Excerpt provided:
I'm getting the same error from my code. How did you fix your code?
I cannot find a Gilat Braga's blog (I am not sure if I write it correct)... Can anyone help me?
Hi,
His name is Gilad Bracha. His blog is http://gbracha.blogspot.com/
You can also watch him on C9: https://channel9.msdn.com/tags/Gilad+Bracha
C
The second Paper is "The Genuine sieve of Eratosthenes" by Melissa O'Neill
http://www.cs.hmc.edu/~oneill/papers/Sieve-JFP.pdf
I do not agree with most as far as this one presentation goes... I really appreciated all the other ones but here...
I lost you or you lost me or you lost it... whichever.
With
p :: Parser (Char,Char)
p = do x <- item
item
y <- item
return (x,y)
I can see that item selects the first character. But what happens then? What is item operating on the second time? And how does it get to operate on that? The same for the third time. What is item operating on there and how does it get that as an argument?
'Item' must each time operate on the "remainder string", but how does that happen? Where is it set up to do that? In the bind definition below, there is parse (f v) out. So with the second item this becomes Parse ( item v ) out (?), but what is item v? And how is the result applied to out?
p >>= f = P (\inp -> case parse p inp of
[] -> []
[(v,out)] -> parse (f v) out)

Jobs:
a – In the parser thread, begin at the words "I lost you or" and stop after "as an argument?", then rewrite that span with "anyChar" substituted for "item".
b – Which lines of the rows contain the string "dark"? Select each of them and copy it out.

Entries provided:
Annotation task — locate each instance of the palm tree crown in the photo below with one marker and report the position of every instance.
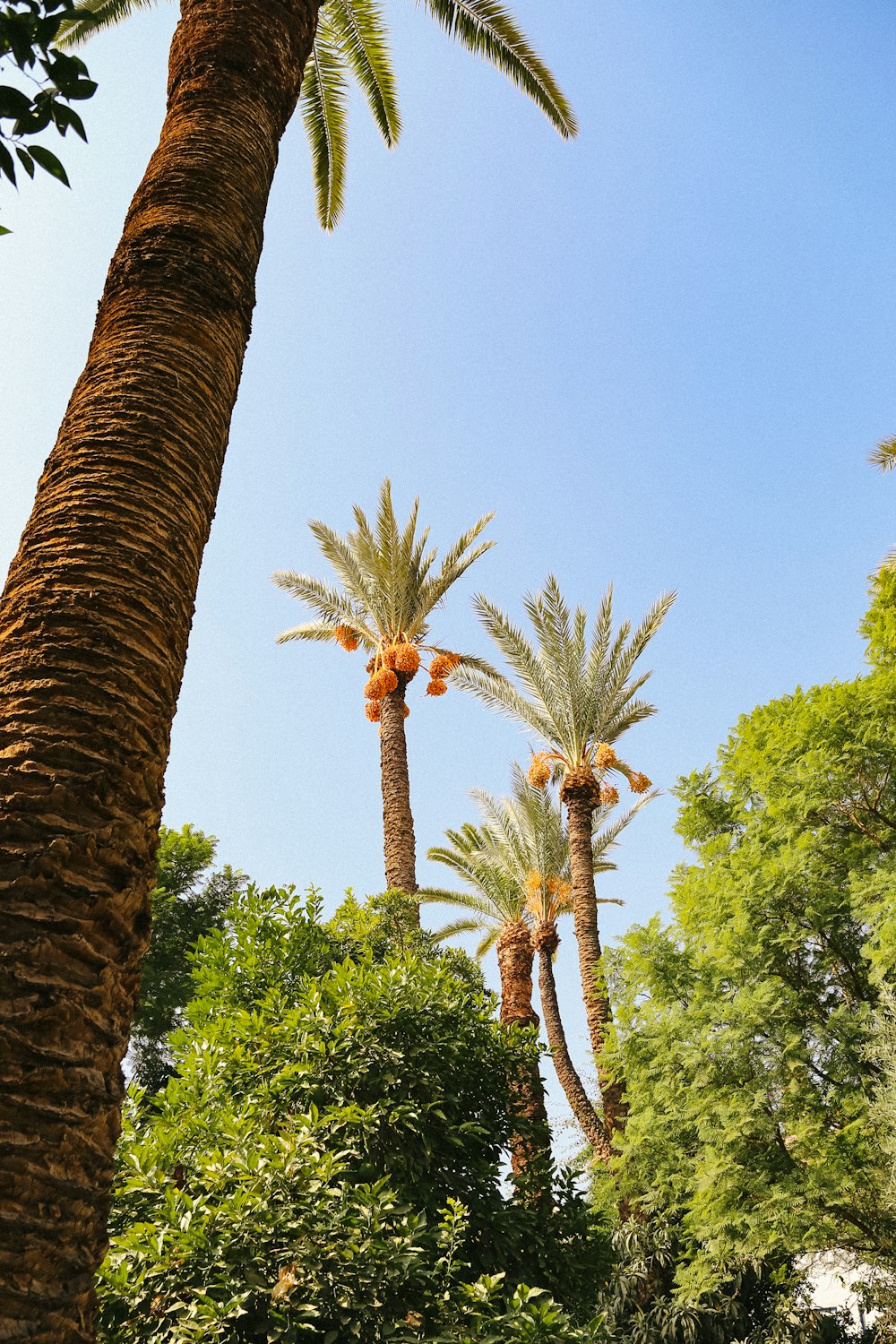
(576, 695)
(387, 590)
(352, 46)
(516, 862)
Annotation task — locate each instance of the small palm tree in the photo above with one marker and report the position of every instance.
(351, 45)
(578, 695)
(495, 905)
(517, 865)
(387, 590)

--

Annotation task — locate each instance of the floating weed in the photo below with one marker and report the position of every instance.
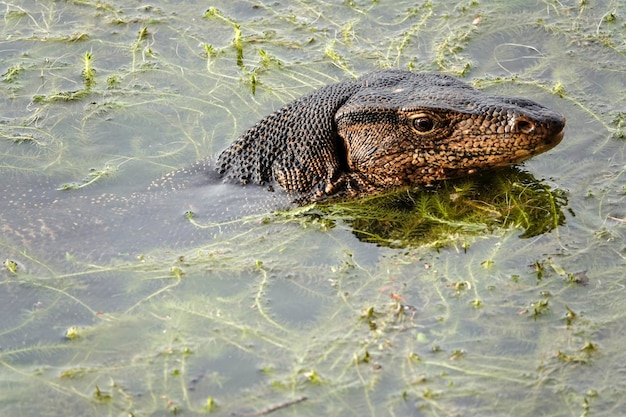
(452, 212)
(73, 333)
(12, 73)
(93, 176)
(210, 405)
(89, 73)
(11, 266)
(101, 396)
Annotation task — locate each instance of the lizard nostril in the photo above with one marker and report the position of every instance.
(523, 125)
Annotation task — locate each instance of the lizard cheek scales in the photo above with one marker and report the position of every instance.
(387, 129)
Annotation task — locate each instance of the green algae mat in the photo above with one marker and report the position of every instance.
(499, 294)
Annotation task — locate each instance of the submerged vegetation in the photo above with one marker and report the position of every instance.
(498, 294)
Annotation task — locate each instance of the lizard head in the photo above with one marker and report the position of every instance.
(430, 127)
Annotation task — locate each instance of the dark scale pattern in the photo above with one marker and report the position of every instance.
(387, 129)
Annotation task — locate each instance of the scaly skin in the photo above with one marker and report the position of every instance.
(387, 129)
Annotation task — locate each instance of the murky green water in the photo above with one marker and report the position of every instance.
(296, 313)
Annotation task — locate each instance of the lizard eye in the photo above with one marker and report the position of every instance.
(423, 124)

...

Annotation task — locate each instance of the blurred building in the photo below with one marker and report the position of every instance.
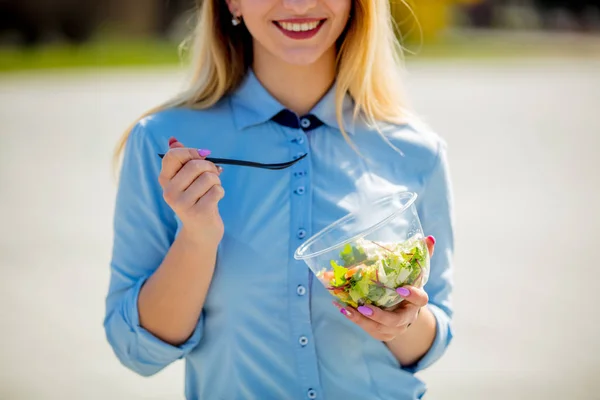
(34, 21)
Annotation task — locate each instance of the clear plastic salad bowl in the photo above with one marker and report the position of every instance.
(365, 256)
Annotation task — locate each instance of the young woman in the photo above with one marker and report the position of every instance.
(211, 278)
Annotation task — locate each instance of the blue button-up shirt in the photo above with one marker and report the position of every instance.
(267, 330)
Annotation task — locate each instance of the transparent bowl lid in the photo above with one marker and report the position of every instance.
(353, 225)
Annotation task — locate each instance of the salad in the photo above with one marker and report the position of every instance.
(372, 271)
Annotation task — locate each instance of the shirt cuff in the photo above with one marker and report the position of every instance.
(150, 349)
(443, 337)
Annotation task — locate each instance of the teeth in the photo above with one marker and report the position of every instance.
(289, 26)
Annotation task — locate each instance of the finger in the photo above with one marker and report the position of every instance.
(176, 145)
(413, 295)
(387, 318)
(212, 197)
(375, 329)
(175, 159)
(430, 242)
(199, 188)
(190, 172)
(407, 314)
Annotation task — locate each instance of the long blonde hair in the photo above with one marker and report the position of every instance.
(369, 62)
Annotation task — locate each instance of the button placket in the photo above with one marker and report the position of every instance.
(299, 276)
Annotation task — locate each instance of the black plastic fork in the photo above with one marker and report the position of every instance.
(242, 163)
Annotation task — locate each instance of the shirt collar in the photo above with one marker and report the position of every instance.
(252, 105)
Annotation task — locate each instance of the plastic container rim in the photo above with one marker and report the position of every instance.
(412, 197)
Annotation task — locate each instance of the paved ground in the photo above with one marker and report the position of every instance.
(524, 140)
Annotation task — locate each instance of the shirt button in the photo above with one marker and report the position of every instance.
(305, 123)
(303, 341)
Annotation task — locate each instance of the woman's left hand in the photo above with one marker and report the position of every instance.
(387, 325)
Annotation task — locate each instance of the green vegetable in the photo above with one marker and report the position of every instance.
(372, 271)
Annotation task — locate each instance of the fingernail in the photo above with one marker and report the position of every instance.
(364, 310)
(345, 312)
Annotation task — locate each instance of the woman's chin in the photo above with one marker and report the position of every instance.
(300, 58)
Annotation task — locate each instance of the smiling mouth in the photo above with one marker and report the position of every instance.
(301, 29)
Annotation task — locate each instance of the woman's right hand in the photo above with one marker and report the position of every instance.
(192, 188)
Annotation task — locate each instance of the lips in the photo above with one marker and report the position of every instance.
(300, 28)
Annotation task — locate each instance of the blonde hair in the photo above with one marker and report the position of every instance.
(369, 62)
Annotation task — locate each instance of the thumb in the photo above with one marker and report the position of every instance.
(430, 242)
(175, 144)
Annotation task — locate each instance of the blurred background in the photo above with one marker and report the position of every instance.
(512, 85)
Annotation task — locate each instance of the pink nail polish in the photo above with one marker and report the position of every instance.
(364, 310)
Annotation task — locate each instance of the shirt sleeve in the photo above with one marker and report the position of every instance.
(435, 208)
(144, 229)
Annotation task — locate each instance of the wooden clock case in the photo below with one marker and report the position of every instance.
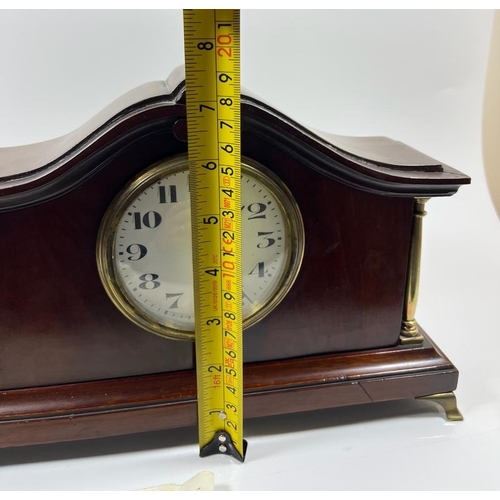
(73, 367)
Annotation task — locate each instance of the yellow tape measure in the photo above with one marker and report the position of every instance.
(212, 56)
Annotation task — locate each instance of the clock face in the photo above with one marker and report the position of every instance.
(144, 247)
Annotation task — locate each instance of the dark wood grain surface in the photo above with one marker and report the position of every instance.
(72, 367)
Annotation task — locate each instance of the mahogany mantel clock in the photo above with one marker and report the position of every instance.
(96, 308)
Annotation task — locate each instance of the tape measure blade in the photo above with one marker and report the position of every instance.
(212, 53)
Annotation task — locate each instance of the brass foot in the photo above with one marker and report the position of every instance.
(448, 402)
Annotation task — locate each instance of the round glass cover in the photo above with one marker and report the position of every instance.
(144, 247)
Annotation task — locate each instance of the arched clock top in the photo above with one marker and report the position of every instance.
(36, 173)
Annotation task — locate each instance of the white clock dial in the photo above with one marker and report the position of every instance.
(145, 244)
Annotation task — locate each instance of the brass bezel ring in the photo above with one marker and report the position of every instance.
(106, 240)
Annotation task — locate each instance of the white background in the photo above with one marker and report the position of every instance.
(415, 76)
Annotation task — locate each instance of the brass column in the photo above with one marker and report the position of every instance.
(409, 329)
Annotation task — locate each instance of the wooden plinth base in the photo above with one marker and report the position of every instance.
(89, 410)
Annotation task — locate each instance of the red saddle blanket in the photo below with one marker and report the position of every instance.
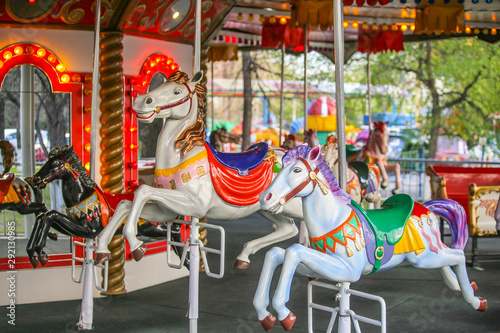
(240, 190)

Correct answers:
a –
I lost you or you lost me or you lost it... whichever.
With
p :: Parser (Char,Char)
p = do x <- anyChar
anyChar
y <- anyChar
return (x,y)
I can see that anyChar selects the first character. But what happens then? What is anyChar operating on the second time? And how does it get to operate on that? The same for the third time. What is anyChar operating on there and how does it get that as an argument?

b –
Annotation task — locate each instance of the dark scale pattern in the photo above with one marker and report the position of every instance.
Annotation task — locate each instance of the dark wood grain surface in the photo above with one marker and report the position of every instance.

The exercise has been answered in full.